Start of Source information

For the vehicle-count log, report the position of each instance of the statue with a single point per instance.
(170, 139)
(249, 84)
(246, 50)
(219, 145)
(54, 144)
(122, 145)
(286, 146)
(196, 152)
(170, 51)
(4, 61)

End of Source information

* Task details
Each line of the listing must be output once more, exactly as shown above.

* Response
For the vehicle-count log, report the position of each instance of the statue with a single point per instance.
(170, 139)
(249, 84)
(246, 50)
(219, 145)
(54, 144)
(122, 145)
(286, 146)
(196, 152)
(170, 51)
(4, 61)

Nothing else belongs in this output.